--- Rows ---

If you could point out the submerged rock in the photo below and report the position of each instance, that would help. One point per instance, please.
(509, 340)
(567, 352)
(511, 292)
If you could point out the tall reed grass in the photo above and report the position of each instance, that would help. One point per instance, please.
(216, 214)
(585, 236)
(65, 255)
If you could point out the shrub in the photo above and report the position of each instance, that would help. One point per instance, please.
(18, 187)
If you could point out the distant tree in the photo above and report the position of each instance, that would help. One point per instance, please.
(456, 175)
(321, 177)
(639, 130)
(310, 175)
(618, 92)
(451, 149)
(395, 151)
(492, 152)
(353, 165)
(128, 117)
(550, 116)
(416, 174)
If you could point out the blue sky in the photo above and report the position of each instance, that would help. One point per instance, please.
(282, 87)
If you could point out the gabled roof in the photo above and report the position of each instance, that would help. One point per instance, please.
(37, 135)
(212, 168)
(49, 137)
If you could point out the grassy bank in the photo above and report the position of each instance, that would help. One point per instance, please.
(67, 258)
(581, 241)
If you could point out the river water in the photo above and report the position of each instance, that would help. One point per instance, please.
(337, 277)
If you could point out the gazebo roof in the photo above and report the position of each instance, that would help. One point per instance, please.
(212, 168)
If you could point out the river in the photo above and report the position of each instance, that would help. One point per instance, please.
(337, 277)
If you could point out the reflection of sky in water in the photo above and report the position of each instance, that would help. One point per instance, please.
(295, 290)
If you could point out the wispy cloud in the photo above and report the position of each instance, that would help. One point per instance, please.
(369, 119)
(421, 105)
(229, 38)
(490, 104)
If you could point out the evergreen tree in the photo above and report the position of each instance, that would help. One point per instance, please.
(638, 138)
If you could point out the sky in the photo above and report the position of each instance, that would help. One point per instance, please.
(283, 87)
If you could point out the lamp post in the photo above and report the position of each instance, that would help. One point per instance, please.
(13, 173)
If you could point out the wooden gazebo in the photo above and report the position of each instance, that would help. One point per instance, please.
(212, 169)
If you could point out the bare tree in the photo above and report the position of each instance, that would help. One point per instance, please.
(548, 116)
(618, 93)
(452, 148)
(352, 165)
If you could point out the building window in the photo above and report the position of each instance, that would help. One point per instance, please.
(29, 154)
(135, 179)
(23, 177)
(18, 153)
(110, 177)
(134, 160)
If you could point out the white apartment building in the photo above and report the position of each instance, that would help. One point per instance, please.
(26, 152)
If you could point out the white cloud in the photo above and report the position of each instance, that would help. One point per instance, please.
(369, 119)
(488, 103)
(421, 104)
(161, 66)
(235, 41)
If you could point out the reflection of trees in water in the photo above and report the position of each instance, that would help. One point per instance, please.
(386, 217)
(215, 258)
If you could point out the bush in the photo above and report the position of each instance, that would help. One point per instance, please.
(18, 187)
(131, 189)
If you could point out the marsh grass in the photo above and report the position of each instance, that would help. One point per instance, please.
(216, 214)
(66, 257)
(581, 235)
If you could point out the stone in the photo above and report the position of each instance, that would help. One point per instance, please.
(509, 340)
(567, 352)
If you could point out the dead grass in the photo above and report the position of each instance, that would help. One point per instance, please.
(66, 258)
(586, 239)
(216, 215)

---

- _Stated goal_
Render the records above as a two-column CSV with the headers "text" and "answer", one row per record. Put each record's text and its full answer in their own quoted fields, with every line break replaced by a space.

- _Expected output_
text,answer
"If you could point out the submerged rock in the photo below and report the position of each instance, that would help. One point per instance, please.","(509, 340) (567, 352) (511, 292)"
"If you could point out the tall reed grass in the photo above and report the position of each instance, that would help. One point per instance, please.","(216, 214) (585, 236) (65, 255)"
"If you could point out the shrub in the photo above and report the position of each instance, that would help. One point per instance, please.","(18, 187)"
"If you could point out the distant tree in the photo above and report the position of each instance, that would help. One point per instance, please.","(456, 175) (321, 177) (639, 130) (310, 175) (618, 92) (451, 149) (395, 151) (492, 152) (353, 165) (128, 117) (550, 116) (416, 174)"
"If you could point out the blue sky in the photo above and report the position of each instance, that would help. One point per instance, please.","(282, 87)"
"If you could point out the gabled roof in the photo above and report the position of each instance, that would help. One point per instance, please.","(37, 135) (212, 168) (49, 137)"
"If you could point out the grassy bank in the photo above and report the position of each instance, that would help. One point per instance, please.","(67, 258) (581, 241)"
"If you could point out the river water in the photo above and report the position of each instance, that would help. One point per instance, please.","(337, 277)"
"If you could point out the gazebo roof in the photo above and report the position of each instance, that would help. One point per instance, please.","(212, 168)"
"If you could point out the river in the photo above and report the position of each instance, that would help. One point per instance, please.","(337, 277)"
"If you could point out the reflection of sky in water in the photo above and report the position of each instance, that would help. One point per instance, please.","(295, 290)"
"If you could point out the wispy cloud in the photo above and report the position of each instance, that would help. One point per instance, please.","(369, 119) (421, 105) (229, 38) (490, 104)"
"If you could point out the evergreen tree in the photo above and report the position of each instance, that would help. One point per instance, please.","(638, 138)"
"If you could point out the sky in the photo above and report the position of each instance, that would help. One point per instance, please.","(283, 87)"
"If you could point out the lamp post in the photo above and report the position of each instance, that would help. One point per instance, please.","(13, 173)"
"If you could point out the wooden gazebo in the photo above and report the position of each instance, that would help. One point per instance, please.","(212, 169)"
"If you could point out the bare tree in the photo above and report the position of each instance, that would help. One point per instance, please.","(548, 116) (618, 93) (452, 148) (352, 165)"
"If you could point out the building window in the photo above and report the position of each instance, that would help. One point per instance, please.","(29, 154) (135, 179) (23, 177) (18, 153) (110, 177) (134, 160)"
"If you could point out the white apartment building in the photo above and report the position of each instance, that would help. One point per instance, please.","(26, 152)"
"If you could point out the white cloud in the photo above and report the position of each instance, that would help. One point per instance, please.","(369, 119) (488, 103) (421, 104) (161, 66) (235, 41)"
"If you could point out the reflection of trees in water in the photo above and report the position of each instance, that would help. One point per instance, please.","(386, 217) (215, 258)"
"If you could point out the bush in the photo above and report the position of each instance, that would help. One point per instance, please.","(18, 187) (131, 189)"
"If you could point out the marsh grass in the photo above and report the position of each instance, that would help. One point per instance, please.","(216, 214) (66, 257) (581, 235)"
"If you could point out the stone in the photo above and report the position of each instance, that would help. One point per instance, please.","(509, 340) (567, 352)"
"If you could point out the dead grass in the photo above and report the position of each instance, that would help. One point per instance, please.","(66, 258) (586, 239) (216, 215)"